Not only that, but Desperate Housewives improved the financial health of the entire television industry. The programme, along with ABC's other 2004 breakout hit, Lost, turbocharged international demand for US-produced network dramas.
Ever since, higher licence fees from foreign sales of network shows have helped to subsidise the high cost of production of scripted programming.
The plan had been to end Desperate Housewives in 2013 after nine seasons. But declining ratings and disjointed story lines with characters who seemed shoehorned into the cul-de-sac helped to persuade the network to end the show earlier than scheduled.
Its creative force — Cherry, who has been trying to develop another drama for ABC — also cited the suffocating workload of producing 22 episodes a season and a near nervous breakdown two years ago. He had planned to be less involved this year but now will plunge back in to assist with its send-off.
"I wanted to go out while the network still saw us as a viable show and when we were still doing well in the ratings," Cherry said. He said the timing question had long weighed upon him. He had seen too many dominant shows deteriorate creatively and in the ratings, only to be unceremoniously booted off the schedule.
"I didn't want that to happen to Desperate Housewives," Cherry said. Down considerably from its heyday, when it routinely attracted more than 20 million viewers on a Sunday night, Desperate Housewives continues to be one of television's most popular dramas. Last season, the show averaged nearly 12 million viewers an episode.
"I just wanted to make sure that this show, that sort of put this network on the map, would have its victory lap," said Paul Lee, president of ABC Entertainment. The decision to end Desperate Housewives a season early puts more pressure on Lee to field new hits to replace what has long been one of the network's pillars in prime time.

**OBJECTIVE:** Extend the Desperate Housewives article, picking up right after its last sentence.

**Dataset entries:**

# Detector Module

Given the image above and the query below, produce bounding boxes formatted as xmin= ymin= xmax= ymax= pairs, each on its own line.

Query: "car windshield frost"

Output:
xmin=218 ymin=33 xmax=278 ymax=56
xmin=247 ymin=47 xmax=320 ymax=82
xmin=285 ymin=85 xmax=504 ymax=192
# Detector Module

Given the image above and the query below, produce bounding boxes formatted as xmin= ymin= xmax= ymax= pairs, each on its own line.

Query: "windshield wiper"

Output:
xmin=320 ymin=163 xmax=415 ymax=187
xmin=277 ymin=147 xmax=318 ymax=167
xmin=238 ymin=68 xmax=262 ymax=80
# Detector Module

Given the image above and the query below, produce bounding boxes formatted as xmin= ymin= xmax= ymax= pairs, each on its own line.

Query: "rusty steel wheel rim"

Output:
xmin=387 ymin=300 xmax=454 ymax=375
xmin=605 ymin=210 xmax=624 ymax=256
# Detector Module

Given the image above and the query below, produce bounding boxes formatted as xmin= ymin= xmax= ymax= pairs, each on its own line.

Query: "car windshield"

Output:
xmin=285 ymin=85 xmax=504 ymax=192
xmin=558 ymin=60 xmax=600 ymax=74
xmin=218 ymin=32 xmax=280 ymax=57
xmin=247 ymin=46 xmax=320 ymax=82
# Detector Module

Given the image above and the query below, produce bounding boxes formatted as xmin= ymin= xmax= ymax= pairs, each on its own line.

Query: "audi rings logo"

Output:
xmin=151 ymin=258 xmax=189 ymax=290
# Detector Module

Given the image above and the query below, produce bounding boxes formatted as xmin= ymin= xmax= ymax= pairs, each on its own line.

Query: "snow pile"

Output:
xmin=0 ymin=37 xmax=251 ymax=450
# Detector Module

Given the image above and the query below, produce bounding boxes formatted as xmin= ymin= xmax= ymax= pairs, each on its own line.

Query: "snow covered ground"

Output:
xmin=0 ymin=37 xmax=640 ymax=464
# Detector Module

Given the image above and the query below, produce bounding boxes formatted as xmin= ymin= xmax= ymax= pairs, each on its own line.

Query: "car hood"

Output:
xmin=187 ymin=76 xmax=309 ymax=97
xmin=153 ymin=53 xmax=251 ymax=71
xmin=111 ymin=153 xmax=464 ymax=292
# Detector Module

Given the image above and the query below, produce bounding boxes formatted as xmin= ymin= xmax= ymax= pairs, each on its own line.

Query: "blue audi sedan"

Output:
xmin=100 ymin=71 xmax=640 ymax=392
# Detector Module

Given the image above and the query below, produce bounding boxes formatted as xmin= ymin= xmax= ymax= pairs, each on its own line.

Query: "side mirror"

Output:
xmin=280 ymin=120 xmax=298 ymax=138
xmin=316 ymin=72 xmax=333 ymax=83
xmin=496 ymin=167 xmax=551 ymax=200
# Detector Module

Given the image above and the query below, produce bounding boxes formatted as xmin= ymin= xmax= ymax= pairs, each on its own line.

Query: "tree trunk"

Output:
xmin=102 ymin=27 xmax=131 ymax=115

**OUTPUT OF THE EXERCISE:**
Cherry promised to reel back the stories of Desperate Housewives to its beginnings and its original mystery surrounding Mary Alice Young (Brenda Strong), who kills herself rather than reveal the true identity of her son. The move could invite back millions of viewers who drifted away from the series over the years with the introduction of characters whose stories did not seem central to the lives of the original four characters.
The show has had more than its share of diva drama, both on the screen and behind the scenes, including a lawsuit filed last year by former cast member Nicollette Sheridan, who claims Cherry was abusive and slapped her in 2008 before devising her untimely on-screen death.
Cherry said he didn't envision creating a Desperate Housewives spin-off. The show, he said, is incredibly complicated to write. Season after season, the writers have tried to artfully stitch together story lines of the four key characters that intersect with the exploits of newly introduced characters.
Simultaneously, they had to thread into the plot the ongoing mysteries that have been central to the show. "I swear my next show is going to be just two guys in a prison cell," Cherry said. "I need something easier than Desperate Housewives."